> _Your objective_:
Below are the records; copy each line in them that holds the word "peel".

> _Entries supplied_:
- - - -
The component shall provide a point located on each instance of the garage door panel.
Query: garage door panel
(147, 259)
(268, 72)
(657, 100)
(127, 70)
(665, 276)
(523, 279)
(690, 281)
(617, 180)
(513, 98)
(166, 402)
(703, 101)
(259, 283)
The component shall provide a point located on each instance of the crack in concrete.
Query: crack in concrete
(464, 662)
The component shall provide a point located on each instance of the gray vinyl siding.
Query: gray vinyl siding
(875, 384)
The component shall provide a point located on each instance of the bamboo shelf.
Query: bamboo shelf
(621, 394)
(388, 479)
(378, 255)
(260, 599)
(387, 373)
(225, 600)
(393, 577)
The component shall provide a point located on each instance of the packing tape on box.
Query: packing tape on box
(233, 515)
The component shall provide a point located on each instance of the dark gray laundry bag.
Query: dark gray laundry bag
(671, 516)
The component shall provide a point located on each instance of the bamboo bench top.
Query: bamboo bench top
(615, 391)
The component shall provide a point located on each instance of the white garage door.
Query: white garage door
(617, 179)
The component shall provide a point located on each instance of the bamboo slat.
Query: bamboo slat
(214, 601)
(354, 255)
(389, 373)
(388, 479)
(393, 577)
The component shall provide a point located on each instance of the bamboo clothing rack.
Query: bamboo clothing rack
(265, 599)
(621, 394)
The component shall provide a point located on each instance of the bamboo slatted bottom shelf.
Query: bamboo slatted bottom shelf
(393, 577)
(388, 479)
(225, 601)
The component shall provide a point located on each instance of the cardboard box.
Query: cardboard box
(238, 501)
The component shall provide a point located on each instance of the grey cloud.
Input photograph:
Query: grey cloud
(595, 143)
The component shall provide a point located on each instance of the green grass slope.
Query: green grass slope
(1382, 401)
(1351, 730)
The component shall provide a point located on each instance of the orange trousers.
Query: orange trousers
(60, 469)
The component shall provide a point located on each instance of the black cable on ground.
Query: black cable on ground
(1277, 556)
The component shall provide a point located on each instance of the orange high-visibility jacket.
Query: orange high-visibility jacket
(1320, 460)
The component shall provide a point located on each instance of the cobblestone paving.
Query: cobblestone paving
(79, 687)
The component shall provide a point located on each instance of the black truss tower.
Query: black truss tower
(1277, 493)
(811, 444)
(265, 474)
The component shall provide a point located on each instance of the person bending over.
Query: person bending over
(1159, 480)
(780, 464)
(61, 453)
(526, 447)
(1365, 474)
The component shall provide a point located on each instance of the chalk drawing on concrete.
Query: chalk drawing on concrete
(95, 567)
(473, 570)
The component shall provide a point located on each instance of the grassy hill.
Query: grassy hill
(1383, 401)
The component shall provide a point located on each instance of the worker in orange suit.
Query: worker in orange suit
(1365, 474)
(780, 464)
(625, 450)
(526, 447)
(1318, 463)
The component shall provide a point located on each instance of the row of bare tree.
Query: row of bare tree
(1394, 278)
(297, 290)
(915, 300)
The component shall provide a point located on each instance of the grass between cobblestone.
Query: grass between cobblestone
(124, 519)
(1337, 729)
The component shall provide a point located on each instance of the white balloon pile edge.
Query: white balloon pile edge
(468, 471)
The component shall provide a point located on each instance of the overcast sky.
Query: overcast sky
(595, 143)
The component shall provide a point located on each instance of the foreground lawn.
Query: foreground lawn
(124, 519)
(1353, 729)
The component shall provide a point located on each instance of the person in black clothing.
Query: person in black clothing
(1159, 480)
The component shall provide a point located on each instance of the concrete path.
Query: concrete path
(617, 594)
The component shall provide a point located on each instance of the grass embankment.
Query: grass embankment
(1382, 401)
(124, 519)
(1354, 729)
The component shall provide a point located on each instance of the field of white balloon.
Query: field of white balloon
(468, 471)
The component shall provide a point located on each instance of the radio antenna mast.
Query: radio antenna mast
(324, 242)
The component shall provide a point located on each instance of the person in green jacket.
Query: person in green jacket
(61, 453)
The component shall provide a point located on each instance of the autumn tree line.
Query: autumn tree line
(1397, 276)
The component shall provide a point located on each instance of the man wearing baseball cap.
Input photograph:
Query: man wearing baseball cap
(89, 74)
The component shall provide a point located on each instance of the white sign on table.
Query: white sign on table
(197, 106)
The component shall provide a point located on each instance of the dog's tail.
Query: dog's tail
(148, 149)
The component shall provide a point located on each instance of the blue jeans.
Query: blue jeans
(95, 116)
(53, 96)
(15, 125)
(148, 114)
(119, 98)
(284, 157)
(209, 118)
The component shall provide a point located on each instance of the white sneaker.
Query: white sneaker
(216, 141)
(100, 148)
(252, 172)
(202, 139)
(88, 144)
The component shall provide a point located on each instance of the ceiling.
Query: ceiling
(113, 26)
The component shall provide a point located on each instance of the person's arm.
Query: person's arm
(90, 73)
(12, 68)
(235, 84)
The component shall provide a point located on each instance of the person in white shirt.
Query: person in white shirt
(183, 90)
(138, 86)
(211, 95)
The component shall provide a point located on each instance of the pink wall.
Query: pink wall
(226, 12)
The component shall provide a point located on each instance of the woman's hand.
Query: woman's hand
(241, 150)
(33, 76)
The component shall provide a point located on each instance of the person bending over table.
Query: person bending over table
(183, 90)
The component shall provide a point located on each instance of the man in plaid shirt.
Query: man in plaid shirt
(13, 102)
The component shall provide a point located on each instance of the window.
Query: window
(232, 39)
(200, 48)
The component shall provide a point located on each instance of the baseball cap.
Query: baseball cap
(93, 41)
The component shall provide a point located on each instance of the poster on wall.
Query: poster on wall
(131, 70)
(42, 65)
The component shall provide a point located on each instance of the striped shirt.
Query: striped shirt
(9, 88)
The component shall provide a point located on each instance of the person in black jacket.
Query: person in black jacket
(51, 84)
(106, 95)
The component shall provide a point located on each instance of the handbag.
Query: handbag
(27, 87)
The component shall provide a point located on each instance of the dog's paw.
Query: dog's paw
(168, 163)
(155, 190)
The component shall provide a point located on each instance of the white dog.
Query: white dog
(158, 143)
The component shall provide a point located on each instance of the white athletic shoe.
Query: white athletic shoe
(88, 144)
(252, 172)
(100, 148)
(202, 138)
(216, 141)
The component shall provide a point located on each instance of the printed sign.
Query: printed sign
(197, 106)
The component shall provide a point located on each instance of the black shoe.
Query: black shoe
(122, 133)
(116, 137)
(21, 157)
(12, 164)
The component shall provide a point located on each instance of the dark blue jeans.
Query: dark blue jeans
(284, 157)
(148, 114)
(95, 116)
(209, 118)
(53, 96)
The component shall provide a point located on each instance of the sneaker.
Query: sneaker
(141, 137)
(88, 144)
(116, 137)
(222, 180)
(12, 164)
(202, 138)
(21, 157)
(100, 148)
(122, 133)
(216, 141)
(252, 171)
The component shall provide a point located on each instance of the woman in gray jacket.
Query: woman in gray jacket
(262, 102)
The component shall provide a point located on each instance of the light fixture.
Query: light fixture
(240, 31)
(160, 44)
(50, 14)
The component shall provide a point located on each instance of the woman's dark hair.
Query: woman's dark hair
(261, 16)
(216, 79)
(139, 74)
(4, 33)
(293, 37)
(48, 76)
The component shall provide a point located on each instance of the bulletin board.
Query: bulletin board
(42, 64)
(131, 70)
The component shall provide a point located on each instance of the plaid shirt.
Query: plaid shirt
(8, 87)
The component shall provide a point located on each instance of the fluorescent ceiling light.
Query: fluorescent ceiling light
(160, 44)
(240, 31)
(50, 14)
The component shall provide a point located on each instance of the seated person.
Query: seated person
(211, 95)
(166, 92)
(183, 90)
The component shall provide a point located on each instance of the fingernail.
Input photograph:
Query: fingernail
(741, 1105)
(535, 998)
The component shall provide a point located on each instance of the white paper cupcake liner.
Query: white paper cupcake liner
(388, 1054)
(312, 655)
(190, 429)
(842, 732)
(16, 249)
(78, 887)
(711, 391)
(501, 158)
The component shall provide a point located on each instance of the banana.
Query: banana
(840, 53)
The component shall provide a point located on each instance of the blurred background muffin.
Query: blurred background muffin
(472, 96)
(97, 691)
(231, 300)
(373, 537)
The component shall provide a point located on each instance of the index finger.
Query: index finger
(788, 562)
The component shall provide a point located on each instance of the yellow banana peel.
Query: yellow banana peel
- - - -
> _Your response_:
The component shall provide a point located on each instance of the yellow banana peel.
Query: yellow banana peel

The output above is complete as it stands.